Quote the line containing "formatted like [185,326]." and all lines that follow it in the listing below, exactly as written.
(Excerpted records Opens)
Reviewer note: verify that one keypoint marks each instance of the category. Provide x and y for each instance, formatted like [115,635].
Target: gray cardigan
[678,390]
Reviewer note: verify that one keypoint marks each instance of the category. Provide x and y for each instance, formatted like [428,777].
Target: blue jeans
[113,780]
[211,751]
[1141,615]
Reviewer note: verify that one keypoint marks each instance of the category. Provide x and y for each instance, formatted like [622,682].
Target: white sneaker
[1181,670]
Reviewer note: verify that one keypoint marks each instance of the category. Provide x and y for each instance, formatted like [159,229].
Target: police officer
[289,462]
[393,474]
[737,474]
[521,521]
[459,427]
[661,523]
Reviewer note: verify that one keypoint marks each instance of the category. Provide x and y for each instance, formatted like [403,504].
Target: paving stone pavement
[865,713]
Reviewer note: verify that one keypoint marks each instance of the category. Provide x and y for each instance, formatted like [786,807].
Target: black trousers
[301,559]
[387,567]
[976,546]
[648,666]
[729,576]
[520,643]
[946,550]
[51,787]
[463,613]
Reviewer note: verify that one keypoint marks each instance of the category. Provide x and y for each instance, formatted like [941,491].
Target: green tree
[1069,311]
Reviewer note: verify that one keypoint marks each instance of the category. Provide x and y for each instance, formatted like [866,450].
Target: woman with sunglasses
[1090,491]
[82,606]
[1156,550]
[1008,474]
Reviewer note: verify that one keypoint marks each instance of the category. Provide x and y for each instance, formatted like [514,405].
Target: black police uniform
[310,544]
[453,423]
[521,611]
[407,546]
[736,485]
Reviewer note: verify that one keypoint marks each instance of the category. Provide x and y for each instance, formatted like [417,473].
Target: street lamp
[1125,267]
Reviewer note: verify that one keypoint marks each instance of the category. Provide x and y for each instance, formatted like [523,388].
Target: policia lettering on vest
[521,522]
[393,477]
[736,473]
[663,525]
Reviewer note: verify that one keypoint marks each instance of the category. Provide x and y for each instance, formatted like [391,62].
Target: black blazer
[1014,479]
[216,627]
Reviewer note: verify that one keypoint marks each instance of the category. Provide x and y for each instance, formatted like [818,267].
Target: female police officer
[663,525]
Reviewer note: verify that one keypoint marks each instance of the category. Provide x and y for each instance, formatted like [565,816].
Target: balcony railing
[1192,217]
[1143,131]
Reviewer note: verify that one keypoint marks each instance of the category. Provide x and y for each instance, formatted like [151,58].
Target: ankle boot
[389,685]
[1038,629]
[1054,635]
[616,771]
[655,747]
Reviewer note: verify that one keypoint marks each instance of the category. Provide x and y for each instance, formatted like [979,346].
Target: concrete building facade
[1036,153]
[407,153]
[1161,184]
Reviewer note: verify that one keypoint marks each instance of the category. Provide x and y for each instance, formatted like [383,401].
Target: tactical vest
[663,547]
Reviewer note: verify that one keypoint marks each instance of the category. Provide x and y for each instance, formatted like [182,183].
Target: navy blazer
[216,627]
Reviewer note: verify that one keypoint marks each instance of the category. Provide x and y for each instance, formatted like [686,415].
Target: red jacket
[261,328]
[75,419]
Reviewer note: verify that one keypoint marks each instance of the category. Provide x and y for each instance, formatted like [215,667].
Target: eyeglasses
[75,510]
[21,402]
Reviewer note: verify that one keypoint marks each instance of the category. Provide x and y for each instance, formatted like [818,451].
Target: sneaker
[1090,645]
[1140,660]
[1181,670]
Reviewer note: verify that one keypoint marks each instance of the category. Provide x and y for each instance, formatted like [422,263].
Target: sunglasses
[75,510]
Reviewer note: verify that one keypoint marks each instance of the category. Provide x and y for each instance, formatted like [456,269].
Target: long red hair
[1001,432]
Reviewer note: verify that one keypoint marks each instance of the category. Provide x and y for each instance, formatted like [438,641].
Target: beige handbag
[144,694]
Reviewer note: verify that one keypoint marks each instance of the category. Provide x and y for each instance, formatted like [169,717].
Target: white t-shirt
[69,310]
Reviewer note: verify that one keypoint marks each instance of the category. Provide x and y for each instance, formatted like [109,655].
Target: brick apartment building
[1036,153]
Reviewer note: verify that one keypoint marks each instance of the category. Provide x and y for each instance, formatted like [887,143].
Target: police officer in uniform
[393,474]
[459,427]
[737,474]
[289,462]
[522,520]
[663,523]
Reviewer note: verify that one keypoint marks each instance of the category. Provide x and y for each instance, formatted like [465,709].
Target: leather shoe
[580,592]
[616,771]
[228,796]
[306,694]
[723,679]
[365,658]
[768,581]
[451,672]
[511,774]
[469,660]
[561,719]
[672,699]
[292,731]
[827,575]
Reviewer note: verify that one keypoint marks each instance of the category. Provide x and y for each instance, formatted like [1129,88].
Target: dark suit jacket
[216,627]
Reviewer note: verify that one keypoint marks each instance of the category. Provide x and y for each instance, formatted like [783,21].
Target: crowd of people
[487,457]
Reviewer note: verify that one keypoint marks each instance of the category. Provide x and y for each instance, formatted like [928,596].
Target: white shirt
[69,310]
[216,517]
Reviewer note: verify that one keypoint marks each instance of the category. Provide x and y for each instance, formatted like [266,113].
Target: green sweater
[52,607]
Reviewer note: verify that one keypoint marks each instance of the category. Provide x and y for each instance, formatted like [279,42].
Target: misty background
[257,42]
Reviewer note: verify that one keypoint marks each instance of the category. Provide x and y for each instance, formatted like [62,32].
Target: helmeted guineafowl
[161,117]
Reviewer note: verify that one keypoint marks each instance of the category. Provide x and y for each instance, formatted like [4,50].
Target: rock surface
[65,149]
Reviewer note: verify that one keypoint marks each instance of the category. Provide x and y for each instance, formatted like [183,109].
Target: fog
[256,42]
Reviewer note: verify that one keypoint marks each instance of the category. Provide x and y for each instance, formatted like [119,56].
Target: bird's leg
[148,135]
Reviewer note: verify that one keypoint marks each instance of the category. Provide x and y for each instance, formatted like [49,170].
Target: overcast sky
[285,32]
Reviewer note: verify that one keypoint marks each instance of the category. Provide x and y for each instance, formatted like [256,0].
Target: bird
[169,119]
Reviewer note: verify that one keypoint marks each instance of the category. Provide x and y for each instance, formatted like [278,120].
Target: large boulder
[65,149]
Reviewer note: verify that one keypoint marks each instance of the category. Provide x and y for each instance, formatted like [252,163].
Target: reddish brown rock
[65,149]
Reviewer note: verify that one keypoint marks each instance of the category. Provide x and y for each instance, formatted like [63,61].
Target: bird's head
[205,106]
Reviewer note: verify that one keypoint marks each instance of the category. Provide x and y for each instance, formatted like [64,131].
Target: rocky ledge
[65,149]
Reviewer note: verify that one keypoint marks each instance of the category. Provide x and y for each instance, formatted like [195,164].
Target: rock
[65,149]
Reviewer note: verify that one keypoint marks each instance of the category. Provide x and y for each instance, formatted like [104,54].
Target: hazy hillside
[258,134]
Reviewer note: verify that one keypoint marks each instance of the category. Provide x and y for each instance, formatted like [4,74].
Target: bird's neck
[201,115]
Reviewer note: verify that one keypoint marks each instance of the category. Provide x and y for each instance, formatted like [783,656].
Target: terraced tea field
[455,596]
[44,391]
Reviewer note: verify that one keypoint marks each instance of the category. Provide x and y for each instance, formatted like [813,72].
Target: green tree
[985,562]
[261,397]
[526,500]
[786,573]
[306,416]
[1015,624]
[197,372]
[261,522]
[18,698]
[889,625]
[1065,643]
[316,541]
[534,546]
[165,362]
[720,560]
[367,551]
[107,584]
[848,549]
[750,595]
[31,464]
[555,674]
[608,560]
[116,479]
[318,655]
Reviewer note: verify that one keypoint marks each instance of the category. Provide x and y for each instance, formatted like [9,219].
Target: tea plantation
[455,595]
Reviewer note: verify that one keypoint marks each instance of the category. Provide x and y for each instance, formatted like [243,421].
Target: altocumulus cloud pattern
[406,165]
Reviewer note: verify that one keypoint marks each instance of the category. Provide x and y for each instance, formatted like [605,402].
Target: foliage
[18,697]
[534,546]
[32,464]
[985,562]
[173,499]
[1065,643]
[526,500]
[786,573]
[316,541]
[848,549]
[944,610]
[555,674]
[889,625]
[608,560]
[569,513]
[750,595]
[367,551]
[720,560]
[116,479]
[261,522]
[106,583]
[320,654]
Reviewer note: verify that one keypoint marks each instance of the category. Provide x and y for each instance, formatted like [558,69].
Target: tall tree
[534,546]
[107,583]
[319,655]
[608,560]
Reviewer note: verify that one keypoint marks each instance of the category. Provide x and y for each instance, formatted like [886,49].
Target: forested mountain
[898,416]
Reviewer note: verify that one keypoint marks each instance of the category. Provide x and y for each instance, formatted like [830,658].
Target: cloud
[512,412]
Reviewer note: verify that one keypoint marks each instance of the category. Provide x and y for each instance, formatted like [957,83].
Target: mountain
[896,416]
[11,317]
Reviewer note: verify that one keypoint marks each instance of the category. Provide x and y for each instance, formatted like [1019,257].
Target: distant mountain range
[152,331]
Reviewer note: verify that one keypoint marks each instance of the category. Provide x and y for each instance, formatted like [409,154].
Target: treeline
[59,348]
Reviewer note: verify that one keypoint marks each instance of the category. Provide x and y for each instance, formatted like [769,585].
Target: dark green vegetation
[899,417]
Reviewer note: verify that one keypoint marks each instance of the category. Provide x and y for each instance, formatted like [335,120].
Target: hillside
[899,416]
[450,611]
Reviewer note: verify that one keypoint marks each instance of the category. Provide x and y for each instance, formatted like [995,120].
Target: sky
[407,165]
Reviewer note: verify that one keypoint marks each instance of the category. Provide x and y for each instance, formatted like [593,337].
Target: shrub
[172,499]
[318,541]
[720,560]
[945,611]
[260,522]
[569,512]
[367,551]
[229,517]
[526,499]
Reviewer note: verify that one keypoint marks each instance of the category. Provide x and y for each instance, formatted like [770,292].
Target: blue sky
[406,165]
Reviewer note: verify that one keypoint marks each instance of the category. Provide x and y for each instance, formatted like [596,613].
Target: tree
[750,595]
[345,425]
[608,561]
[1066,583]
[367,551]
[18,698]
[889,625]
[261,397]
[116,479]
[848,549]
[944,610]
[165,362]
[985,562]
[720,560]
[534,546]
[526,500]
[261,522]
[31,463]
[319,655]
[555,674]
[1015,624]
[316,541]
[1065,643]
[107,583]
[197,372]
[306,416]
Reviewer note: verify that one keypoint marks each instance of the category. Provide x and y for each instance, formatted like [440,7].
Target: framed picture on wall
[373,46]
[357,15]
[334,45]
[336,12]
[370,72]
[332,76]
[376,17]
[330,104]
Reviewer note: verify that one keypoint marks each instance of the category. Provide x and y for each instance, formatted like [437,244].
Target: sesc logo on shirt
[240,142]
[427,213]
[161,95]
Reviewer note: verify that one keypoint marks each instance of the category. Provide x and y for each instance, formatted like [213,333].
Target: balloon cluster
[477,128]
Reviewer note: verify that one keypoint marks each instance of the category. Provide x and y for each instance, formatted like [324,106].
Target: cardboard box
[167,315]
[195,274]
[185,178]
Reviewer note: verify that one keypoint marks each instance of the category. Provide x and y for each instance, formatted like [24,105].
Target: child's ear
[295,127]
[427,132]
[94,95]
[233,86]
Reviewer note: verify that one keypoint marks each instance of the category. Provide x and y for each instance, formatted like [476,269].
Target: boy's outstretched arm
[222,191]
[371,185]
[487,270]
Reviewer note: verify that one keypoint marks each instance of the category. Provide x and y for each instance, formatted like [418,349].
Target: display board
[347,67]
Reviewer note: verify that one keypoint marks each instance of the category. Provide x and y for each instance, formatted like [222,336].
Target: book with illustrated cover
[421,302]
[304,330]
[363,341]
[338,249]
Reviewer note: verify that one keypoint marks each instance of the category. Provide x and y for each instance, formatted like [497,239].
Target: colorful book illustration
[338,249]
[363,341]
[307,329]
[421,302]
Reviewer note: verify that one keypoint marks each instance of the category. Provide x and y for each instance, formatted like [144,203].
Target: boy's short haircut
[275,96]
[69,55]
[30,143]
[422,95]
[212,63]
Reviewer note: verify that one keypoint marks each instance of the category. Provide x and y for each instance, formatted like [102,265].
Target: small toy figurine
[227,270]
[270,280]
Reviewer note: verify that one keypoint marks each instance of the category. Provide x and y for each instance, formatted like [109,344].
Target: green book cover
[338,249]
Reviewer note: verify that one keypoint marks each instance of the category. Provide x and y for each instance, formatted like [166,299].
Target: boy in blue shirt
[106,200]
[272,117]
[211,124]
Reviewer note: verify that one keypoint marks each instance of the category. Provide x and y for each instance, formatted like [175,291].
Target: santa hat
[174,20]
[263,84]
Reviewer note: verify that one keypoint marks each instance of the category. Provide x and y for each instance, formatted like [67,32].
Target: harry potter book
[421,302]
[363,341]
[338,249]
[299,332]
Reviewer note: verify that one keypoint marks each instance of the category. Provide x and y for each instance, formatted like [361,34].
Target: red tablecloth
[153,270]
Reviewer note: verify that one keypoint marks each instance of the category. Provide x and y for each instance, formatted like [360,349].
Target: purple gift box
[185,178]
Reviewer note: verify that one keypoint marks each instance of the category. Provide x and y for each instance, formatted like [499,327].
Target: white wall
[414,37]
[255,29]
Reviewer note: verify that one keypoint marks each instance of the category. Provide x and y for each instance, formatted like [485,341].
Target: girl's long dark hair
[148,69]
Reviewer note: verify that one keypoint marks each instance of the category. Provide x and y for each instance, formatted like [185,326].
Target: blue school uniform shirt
(Excerpted records Closes)
Completed exercise =
Reviewer note: verify that one keypoint marks each instance of the category. Provide x and y for each instance, formatted like [185,326].
Target: blue school uniform shirt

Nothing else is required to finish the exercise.